Extract provided:
Component
xpumd — receiver: github.com/intel/xpumanager/xpumd/receiver/sysman
Environment
| Field |
Value |
| GPU |
Intel Arc Pro B70 (PCI DID 0x8086:e223) |
| Platform |
Dell Dell validation platform - 8× B70 per host |
| Host |
<internal-host> |
| OS |
Ubuntu 24.04.4 LTS |
| Kernel |
6.17.0-1009-intel |
| GPU driver |
xe |
libxpum1 |
1.3.6-1~24.04~ppa1 |
| Level Zero |
libze-intel-gpu1 26.14.37833.4-1~24.04~ppa1 |
| Metric source |
job=xpumd, otel_scope_name=github.com/intel/xpumanager/xpumd/receiver/sysman |
Observed Behavior
Three of the eight B70 cards on the host intermittently report hw_power_watts values of approximately 3.69 × 10¹² W (~3.69 TW) — roughly 70 billion times the expected idle power (~52 W).
Affected BDFs in this event:
0001:91:00.0
0000:da:00.0
0000:b4:00.0
The spike lasts exactly one scrape interval (~30 s), then the value returns to normal. The other four cards on the same host are unaffected in the same window.
Prometheus Samples (Observed)
# Normal value
hw_power_watts{pci_bdf="0001:91:00.0", node="<internal-host>"} 52.03
# Spike (13:20 UTC May 27 2026)
hw_power_watts{pci_bdf="0001:91:00.0", node="<internal-host>"} 3689342859416.54
# Spike (13:25 UTC)
hw_power_watts{pci_bdf="0000:da:00.0", ...} 3689219639677.50
# Spike (11:51 UTC and 14:40 UTC)
hw_power_watts{pci_bdf="0000:b4:00.0", ...} 3689068393166.92
Root Cause Analysis
The sysman receiver computes instantaneous power from the Level Zero energy counter:
The affected hwmon devices (xe driver) expose only energy1_input (accumulated energy in µJ) — there is no power1_input in sysfs for these cards:
# /sys/class/hwmon/hwmon24 (BDF 0001:91:00.0)
energy1_input = 30184145309326 # µJ accumulated since boot
# power1_input → does NOT EXIST
When a GPU undergoes a power-state transition (D0 ↔ D3), the Level Zero zesPowerGetEnergyCounter() call returns a stale or uninitialized energy timestamp on the first sample after wake-up. This causes the delta:
ΔE = (large accumulated value) − (near-zero or stale previous reading)
Δt = very small interval (first valid tick after state change)
Result: power = ~4×10¹³ µJ / ~1×10¹ µs ≈ 3.69×10¹² W
The value magnitude (~3.69 TW) correlates directly with the energy accumulator value at the time of the transition — not random noise.
Why only 3 of 8 cards?
The 3 affected cards entered a low-power / idle state at that moment (confirmed by intermittent pattern and the fact that different cards are affected on different scrape cycles). The 4 unaffected cards maintained active workloads and never cleared their counter baseline.

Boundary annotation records
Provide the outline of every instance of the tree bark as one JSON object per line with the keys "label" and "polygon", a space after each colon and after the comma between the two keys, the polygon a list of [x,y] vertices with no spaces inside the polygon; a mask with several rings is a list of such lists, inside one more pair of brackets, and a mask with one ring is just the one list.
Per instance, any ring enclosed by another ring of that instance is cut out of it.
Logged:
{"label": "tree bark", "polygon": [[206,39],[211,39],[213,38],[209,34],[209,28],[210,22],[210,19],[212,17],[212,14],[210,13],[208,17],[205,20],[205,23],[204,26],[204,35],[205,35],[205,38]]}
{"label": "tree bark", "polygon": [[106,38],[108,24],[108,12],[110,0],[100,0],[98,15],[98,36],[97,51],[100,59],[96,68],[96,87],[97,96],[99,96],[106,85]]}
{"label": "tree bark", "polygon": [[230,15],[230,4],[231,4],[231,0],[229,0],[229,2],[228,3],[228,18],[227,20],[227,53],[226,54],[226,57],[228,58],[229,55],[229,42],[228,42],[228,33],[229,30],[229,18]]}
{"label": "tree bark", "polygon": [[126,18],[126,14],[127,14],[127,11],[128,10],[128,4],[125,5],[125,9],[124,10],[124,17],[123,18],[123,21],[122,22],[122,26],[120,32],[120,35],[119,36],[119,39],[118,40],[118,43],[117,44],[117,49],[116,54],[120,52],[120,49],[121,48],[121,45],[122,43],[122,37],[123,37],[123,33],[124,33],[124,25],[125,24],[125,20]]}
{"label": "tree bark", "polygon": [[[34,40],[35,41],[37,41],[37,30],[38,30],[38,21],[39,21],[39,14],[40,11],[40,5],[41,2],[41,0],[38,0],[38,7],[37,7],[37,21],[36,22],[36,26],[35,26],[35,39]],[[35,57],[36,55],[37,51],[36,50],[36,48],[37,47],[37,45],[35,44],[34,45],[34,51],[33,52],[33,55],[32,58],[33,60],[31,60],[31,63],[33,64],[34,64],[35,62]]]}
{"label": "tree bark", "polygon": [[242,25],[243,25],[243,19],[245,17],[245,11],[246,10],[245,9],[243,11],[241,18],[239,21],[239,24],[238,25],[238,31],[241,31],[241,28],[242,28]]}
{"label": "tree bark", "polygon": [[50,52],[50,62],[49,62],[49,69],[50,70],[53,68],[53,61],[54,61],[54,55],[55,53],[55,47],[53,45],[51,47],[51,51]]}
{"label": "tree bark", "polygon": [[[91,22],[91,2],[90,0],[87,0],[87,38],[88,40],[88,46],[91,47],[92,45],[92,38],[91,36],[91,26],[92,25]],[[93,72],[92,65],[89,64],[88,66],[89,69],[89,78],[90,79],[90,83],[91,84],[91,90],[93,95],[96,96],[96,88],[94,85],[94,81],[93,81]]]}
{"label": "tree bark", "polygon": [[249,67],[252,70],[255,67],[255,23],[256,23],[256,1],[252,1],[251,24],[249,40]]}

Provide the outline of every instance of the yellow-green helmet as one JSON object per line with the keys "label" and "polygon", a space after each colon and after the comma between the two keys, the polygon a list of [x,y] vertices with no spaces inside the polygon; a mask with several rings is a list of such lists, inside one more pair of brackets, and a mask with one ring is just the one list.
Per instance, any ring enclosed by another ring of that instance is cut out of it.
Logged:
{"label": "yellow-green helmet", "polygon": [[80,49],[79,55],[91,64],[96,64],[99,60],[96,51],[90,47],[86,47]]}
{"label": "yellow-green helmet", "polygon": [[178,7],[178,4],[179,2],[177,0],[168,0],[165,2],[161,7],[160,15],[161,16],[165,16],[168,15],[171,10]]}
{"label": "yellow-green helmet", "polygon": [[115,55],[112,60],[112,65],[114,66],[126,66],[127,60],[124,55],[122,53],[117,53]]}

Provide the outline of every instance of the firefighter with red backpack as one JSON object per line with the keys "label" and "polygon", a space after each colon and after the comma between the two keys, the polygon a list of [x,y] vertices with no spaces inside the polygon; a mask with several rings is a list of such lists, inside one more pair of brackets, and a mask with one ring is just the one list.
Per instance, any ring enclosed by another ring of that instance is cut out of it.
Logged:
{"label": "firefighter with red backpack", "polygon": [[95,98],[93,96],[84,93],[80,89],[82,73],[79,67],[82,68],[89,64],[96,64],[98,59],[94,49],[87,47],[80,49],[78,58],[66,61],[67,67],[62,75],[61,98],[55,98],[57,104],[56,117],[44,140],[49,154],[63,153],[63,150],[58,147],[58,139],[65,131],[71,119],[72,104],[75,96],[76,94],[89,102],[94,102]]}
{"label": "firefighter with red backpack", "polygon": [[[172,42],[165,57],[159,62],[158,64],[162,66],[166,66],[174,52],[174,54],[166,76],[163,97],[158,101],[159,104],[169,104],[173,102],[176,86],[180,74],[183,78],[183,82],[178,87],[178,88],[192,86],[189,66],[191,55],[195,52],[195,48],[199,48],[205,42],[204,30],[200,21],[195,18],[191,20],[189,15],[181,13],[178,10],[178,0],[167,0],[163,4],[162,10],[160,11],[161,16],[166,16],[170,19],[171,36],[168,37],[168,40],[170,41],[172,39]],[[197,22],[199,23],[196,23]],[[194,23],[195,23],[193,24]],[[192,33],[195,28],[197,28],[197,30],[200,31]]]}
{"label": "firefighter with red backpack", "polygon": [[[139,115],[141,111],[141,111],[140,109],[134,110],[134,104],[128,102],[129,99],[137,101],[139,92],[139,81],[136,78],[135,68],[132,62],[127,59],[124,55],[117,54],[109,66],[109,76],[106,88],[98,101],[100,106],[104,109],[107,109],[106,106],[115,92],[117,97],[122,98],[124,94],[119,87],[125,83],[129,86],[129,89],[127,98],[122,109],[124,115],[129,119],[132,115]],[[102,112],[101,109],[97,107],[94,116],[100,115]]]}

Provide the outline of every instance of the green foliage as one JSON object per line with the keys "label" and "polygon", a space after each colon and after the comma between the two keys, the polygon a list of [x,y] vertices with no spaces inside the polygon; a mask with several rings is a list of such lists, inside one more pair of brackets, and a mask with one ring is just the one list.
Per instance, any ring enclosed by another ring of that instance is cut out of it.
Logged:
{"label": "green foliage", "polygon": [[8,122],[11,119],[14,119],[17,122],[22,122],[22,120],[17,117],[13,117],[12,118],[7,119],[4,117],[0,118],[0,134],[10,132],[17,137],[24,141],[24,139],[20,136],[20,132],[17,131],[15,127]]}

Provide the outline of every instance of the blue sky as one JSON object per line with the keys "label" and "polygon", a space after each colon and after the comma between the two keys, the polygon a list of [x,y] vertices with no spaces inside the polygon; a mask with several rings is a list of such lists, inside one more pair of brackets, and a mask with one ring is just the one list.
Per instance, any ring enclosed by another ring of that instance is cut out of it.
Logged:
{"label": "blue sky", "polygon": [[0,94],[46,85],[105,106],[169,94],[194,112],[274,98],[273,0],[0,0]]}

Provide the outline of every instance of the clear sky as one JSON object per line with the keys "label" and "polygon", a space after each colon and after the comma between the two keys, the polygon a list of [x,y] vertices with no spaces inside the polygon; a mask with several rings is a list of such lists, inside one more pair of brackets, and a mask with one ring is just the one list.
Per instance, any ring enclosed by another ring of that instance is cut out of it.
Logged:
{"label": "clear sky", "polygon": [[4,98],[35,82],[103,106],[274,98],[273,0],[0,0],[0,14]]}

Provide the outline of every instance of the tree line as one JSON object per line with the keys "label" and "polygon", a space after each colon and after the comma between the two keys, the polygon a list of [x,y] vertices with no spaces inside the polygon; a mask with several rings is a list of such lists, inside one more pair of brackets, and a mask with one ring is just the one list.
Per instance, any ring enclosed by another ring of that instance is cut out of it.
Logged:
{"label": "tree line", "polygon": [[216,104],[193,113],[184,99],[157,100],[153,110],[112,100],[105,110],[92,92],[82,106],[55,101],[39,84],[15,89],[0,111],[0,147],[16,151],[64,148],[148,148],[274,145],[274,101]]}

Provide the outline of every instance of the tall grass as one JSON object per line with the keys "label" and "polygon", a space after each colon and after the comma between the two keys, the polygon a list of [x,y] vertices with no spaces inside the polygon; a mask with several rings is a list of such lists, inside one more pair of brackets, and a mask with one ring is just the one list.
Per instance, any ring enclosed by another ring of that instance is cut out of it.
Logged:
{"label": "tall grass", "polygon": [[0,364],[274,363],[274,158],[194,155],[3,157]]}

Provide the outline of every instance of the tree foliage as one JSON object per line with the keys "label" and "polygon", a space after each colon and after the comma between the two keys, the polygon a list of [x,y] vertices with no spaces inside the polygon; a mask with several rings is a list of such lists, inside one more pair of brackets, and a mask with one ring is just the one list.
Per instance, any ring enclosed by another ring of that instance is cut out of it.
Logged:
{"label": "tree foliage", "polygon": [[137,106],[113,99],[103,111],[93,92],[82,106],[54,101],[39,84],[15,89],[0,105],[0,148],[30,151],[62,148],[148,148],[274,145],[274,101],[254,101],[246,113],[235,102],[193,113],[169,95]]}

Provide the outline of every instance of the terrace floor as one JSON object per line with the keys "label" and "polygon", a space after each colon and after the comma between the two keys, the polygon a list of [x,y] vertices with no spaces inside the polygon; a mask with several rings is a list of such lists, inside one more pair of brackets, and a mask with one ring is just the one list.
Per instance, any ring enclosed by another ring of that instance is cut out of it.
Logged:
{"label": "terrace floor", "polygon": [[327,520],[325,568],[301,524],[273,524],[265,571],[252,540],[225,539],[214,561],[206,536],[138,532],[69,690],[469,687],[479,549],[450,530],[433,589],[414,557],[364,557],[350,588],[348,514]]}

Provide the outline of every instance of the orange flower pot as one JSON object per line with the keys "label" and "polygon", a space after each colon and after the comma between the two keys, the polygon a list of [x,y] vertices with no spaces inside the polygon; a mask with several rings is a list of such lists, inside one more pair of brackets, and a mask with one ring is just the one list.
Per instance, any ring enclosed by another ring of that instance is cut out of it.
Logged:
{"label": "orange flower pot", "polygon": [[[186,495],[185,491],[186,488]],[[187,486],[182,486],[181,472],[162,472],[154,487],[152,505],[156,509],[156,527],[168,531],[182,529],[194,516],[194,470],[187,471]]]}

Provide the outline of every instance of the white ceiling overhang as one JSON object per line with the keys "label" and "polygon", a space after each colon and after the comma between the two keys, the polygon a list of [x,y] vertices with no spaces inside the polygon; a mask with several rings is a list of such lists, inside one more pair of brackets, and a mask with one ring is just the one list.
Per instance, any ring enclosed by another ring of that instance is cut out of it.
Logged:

List of tasks:
A - Answer from the power-spike bug report:
(i) Which kernel version does the host run?
(ii) How long does each power spike last?
(iii) Which energy file do the affected hwmon devices expose in sysfs?
B - Write out the passage of the power-spike bug report between "Affected BDFs in" and "the same window.", inclusive.

Final results:
A -
(i) 6.17.0-1009-intel
(ii) Exactly one scrape interval (~30 s)
(iii) energy1_input

B -
Affected BDFs in this event:
0001:91:00.0
0000:da:00.0
0000:b4:00.0
The spike lasts exactly one scrape interval (~30 s), then the value returns to normal. The other four cards on the same host are unaffected in the same window.